In May 1958, the government the Fourth Republic, hopelessly deadlocked by divisions over the War in Algeria and other issues, resigned. The President of the Republic, René Coty, invited Charles de Gaulle to form a new government and prepare a revised Constitution. Within three months, the new Constitution was drafted and put to a vote on September 28, 1958; it was approved by more than 80 percent of voters. and a new government was in place. The Fifth Republic was born on October 4, 1958.

During the ten years that de Gaulle occupied the presidency, France and Paris experienced rapid economic growth, which was accompanied by the building of new office buildings and housing, and the rehabilitation of historic neighborhoods in the center of the city. De Gaulle's Minister of Culture, André Malraux, oversaw the reconstruction of the historic neighborhoods in the center, particularly Le Marais. In Le Marais and the other designated historic zones, the rehabilitation consisted of leaving the façade and walls intact, while rebuilding completely the interior of the building. The Malraux law also required that the façades of buildings be scrubbed clean of centuries of accumulated soot and dirt. The most visible improvement was the cleaning of Notre-Dame de Paris, which in a few months turned from black to white.

In other neighborhoods in the center of the city, the rehabilitation took a different form: residential buildings of the Haussmann era were transformed into offices. As the price of land doubled in the city center, middle class residents moved out to the suburbs. Dilapidated and crumbling residential buildings were torn down and replaced by office buildings. The population of the arrondissements in the city center markedly decreased.

* [What this exercise asks]
• a. Set down the portion of the passage on Paris that opens with the words containing "During the ten" and closes with "black to white.", reproducing it without alteration.
• b. According to the passage on Paris, why did middle-class residents leave the city center? Answer in one to three sentences.
• c. Extend the passage on Paris by continuing it from the point at which it stops.
The data that follows comes from a separate source unrelated to the passage on Paris.

* [Data for review]
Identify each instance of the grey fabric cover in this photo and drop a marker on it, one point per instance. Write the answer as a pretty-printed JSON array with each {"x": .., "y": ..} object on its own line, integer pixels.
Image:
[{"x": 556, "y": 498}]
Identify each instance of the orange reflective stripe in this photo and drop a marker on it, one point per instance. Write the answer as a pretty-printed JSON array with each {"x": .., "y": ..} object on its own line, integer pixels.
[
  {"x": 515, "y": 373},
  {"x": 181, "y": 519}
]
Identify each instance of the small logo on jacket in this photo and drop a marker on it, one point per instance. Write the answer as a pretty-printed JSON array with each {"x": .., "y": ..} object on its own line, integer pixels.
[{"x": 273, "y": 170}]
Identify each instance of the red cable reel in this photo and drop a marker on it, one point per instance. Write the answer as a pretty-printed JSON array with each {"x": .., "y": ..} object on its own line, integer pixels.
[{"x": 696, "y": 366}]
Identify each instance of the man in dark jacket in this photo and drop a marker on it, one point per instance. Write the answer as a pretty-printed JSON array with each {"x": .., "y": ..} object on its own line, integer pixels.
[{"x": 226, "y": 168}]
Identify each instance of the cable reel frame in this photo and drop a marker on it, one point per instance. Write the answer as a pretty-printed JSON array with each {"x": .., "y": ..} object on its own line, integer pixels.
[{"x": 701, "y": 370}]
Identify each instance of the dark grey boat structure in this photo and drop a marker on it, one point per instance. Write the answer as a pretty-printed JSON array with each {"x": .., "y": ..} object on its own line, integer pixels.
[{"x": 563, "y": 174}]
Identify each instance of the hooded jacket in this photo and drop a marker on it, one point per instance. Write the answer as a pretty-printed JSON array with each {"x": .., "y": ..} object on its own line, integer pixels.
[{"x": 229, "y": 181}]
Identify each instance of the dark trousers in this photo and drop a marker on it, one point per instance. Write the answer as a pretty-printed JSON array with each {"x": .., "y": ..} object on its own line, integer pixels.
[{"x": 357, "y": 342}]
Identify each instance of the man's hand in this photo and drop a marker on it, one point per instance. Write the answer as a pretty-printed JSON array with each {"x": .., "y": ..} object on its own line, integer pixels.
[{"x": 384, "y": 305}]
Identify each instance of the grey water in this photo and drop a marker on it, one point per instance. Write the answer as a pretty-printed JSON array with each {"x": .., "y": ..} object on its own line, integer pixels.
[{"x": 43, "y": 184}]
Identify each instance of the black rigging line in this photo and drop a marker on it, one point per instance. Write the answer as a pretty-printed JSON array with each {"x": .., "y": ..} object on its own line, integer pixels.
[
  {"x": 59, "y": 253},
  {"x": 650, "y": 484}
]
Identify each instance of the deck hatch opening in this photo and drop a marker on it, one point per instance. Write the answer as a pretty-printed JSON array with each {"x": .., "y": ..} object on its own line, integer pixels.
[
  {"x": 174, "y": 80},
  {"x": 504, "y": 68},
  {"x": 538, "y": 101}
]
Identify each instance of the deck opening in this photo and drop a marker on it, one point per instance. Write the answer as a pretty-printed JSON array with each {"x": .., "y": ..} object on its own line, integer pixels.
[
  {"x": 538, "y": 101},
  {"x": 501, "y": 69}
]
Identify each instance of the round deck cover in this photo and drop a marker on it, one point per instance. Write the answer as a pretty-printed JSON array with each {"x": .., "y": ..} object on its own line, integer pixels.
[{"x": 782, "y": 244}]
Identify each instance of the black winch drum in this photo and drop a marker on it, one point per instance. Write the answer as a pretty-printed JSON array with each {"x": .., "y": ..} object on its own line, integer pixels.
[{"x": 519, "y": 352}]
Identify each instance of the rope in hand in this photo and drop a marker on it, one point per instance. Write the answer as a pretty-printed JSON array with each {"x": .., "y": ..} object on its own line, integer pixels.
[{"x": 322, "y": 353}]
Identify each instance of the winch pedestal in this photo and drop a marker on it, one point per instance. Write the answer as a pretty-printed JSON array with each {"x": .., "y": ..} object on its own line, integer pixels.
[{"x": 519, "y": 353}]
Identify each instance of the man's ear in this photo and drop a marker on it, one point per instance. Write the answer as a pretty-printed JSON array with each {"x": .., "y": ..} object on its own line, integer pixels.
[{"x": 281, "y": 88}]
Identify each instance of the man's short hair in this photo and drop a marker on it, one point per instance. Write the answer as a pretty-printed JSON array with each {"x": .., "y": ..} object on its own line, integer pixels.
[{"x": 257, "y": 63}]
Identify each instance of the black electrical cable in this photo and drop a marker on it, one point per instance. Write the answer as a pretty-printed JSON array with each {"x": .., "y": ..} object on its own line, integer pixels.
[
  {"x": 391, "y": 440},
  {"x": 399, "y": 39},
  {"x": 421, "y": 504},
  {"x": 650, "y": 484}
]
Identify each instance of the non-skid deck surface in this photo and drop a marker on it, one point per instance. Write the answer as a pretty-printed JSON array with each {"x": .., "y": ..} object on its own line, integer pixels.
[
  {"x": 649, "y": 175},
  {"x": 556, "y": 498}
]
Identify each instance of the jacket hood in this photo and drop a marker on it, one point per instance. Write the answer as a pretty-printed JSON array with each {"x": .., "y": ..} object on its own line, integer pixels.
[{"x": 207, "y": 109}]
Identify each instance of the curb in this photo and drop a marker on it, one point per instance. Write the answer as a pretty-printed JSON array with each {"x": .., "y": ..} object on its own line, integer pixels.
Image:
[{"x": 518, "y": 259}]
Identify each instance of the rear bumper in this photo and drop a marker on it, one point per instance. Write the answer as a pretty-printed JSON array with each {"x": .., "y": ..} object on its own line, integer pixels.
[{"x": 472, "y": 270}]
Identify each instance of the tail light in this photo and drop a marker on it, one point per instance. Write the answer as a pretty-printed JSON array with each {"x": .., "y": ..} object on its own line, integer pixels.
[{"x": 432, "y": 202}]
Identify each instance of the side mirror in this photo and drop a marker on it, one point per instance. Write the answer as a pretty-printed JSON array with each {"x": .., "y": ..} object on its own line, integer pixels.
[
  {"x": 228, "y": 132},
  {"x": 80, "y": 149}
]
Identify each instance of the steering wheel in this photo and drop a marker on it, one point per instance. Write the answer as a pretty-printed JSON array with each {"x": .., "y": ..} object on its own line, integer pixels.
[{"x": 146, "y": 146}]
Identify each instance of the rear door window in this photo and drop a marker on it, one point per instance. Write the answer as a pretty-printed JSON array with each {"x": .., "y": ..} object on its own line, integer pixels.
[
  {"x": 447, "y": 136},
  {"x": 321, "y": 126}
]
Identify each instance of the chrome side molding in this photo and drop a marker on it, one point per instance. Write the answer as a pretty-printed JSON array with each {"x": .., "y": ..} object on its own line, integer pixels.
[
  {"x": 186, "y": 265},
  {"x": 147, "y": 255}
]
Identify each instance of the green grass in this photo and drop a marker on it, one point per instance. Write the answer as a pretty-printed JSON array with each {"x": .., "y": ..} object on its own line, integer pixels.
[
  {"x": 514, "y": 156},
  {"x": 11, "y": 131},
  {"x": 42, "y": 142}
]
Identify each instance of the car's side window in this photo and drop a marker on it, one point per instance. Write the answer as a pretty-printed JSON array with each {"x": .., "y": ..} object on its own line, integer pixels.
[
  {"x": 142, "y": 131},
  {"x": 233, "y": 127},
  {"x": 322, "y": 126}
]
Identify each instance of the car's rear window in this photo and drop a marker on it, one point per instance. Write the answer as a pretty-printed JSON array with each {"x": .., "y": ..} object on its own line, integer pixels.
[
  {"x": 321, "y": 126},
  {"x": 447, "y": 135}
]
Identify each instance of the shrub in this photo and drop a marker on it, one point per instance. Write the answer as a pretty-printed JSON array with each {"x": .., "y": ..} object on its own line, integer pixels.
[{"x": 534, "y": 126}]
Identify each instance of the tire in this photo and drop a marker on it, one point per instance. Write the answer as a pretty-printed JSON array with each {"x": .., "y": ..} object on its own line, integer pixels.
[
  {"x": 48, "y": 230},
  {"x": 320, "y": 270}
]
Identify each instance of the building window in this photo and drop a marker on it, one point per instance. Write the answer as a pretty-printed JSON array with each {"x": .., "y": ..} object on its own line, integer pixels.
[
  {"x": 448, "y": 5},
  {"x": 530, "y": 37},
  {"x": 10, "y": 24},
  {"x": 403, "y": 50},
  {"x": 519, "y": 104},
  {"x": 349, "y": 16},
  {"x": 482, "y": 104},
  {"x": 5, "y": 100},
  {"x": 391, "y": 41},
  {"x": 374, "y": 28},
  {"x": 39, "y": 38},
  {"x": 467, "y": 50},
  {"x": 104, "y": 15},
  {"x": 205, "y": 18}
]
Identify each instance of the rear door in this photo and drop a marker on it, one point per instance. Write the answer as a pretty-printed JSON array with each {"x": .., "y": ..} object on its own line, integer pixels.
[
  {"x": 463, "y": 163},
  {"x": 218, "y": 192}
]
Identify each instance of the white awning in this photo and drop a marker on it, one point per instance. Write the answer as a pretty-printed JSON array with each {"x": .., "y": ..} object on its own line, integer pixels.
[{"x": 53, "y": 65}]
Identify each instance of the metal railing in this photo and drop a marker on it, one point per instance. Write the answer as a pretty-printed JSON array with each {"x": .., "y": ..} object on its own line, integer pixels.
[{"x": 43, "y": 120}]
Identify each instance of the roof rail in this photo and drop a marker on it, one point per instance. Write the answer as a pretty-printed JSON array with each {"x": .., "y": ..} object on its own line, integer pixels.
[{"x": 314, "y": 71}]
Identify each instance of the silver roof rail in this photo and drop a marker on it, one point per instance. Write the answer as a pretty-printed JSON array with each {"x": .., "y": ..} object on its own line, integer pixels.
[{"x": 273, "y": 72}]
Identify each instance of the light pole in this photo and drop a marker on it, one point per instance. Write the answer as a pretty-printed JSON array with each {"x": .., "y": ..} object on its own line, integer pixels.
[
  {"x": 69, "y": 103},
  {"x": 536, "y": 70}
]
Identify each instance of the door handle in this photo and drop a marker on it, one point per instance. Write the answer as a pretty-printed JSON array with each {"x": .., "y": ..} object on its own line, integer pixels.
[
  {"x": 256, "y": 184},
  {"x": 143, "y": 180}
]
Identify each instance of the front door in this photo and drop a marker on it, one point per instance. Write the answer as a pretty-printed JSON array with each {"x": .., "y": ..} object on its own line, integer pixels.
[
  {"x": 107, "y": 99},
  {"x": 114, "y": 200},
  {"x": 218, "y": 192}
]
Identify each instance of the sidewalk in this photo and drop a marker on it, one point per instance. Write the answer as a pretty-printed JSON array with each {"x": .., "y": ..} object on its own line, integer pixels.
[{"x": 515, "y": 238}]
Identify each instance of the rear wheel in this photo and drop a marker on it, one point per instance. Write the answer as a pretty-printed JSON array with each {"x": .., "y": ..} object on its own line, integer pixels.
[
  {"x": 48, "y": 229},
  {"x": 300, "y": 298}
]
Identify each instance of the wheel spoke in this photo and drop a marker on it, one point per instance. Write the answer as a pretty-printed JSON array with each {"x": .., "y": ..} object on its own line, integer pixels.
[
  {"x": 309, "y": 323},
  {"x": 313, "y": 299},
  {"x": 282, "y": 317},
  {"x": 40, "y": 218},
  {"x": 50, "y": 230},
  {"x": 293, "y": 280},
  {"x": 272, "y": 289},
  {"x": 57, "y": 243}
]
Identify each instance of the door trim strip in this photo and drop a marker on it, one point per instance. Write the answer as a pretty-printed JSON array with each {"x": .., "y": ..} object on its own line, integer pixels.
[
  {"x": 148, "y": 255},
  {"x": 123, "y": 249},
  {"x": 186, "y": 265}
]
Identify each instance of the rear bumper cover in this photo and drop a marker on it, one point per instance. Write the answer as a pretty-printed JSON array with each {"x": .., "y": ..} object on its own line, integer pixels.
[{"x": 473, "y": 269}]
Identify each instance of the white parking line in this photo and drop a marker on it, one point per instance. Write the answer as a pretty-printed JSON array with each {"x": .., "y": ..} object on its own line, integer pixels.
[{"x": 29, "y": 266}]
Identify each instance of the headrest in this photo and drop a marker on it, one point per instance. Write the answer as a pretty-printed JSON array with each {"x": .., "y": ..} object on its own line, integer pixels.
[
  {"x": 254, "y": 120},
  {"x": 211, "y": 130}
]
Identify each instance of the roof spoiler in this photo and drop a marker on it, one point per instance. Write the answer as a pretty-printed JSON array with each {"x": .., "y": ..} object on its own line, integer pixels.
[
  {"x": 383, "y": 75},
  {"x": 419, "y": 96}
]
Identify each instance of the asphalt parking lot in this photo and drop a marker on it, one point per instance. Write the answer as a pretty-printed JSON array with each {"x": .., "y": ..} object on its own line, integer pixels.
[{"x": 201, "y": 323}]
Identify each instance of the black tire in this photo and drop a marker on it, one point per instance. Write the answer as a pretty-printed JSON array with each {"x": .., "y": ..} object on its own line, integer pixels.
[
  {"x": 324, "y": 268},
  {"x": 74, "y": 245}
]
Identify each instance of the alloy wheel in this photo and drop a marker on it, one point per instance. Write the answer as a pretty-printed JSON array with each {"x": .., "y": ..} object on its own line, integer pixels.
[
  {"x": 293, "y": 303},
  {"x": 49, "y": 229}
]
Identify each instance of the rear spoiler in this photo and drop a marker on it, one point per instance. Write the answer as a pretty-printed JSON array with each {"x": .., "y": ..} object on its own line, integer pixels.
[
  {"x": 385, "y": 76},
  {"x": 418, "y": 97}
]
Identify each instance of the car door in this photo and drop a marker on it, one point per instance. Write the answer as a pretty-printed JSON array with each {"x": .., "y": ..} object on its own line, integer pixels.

* [Results of the tasks]
• a.
During the ten years that de Gaulle occupied the presidency, France and Paris experienced rapid economic growth, which was accompanied by the building of new office buildings and housing, and the rehabilitation of historic neighborhoods in the center of the city. De Gaulle's Minister of Culture, André Malraux, oversaw the reconstruction of the historic neighborhoods in the center, particularly Le Marais. In Le Marais and the other designated historic zones, the rehabilitation consisted of leaving the façade and walls intact, while rebuilding completely the interior of the building. The Malraux law also required that the façades of buildings be scrubbed clean of centuries of accumulated soot and dirt. The most visible improvement was the cleaning of Notre-Dame de Paris, which in a few months turned from black to white.

• b. Middle-class residents moved out to the suburbs because the price of land in the city center doubled.

• c.
The neighborhood of the central market of Les Halles was also a target for renewal. The old market was too small and traffic around it too congested to serve the needs of the growing city. One of the historic pavilions was preserved and moved to a park outside the city, but the others were closed down and the site, after long debate, was eventually turned into a park and underground commercial space, the Forum des Halles.

===The first towers===

The Front de Seine and Beaugrenelle project in the 15th arrondissement, started in the 1960s, created a wall of residential towers along the Seine.

Les Olympiades project in the 13th arrondissement, with Paris's Chinatown at the far southern edge.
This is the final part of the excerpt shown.